[Exercise directions] Go through the records and count the lines where the string "outline" occurs. Reply with the number only.

Extracted data entries
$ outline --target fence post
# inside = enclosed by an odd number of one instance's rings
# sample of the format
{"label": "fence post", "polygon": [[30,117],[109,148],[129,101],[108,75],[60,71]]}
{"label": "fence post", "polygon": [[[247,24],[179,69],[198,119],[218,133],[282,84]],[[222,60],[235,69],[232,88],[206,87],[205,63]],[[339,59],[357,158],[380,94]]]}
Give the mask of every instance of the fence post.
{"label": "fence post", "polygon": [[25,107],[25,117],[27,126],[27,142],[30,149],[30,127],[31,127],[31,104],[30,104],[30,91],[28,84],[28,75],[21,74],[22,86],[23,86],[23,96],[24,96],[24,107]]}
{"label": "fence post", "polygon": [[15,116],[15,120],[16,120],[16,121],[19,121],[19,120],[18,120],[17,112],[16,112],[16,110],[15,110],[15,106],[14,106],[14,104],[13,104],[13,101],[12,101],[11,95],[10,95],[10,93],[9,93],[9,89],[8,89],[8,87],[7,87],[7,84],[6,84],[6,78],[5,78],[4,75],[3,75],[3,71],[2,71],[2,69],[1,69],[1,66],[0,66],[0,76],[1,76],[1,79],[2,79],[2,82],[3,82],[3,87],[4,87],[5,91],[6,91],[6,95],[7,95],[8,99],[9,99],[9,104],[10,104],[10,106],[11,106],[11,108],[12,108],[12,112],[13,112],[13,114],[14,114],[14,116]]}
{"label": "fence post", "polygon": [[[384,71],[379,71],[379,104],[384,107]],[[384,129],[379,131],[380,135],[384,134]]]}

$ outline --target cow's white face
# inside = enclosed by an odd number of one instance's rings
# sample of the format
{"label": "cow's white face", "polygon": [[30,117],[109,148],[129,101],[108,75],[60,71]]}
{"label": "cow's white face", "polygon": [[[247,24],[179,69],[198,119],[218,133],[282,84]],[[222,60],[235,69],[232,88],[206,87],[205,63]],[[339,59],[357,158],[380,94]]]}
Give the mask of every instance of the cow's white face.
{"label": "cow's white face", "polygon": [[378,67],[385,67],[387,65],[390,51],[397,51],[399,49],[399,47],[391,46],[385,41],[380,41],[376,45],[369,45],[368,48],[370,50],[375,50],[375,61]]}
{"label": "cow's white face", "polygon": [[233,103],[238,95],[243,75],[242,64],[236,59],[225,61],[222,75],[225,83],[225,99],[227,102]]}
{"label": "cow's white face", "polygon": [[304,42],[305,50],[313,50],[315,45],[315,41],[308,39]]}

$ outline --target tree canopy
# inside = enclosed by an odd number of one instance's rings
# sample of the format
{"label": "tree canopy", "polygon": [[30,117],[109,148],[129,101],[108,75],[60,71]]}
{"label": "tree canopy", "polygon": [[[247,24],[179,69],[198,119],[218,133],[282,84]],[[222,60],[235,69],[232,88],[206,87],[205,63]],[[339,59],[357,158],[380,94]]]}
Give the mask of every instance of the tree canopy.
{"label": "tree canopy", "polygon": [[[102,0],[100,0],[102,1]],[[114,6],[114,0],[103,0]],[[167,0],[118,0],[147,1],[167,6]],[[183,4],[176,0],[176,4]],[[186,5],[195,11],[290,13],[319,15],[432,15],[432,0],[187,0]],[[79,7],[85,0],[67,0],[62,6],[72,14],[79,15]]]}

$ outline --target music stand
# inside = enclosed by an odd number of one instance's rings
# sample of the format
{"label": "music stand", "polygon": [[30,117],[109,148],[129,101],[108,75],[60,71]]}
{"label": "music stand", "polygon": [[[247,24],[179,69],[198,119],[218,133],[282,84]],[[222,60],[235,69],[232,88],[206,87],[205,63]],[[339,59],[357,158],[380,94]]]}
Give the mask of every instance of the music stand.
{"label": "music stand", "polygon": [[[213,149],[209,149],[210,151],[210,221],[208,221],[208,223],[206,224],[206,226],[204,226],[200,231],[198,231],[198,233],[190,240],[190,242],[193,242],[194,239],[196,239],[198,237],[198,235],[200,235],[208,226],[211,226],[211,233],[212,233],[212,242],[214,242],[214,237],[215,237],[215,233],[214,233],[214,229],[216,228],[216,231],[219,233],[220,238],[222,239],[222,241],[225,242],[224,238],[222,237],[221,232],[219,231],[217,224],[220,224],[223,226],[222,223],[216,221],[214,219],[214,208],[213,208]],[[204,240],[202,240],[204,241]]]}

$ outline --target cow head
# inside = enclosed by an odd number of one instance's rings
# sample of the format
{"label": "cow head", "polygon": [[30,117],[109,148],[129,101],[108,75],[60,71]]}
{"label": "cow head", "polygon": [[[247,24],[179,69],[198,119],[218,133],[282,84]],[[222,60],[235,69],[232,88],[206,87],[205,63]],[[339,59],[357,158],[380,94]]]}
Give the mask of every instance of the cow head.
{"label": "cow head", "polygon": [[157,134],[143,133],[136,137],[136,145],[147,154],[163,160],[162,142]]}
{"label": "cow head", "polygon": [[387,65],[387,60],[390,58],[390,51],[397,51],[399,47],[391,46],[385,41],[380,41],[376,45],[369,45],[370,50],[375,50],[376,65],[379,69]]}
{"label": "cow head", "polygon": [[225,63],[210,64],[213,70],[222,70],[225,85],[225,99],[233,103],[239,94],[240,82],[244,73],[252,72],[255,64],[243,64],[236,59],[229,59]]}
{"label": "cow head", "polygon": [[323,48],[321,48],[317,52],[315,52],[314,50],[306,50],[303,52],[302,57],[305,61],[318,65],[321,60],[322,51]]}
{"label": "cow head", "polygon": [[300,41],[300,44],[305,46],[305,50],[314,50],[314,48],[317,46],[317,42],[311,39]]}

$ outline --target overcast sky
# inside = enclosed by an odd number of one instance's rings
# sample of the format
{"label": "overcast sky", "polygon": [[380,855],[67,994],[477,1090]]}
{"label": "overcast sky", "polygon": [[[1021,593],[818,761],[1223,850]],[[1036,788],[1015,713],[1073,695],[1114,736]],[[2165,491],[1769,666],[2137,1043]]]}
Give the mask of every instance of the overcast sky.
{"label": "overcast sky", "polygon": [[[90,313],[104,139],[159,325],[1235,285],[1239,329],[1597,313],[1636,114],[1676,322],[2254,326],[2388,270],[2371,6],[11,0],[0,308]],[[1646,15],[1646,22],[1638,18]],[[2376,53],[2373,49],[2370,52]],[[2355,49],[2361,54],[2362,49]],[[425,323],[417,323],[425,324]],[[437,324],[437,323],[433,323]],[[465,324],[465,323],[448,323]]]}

[Task result] 6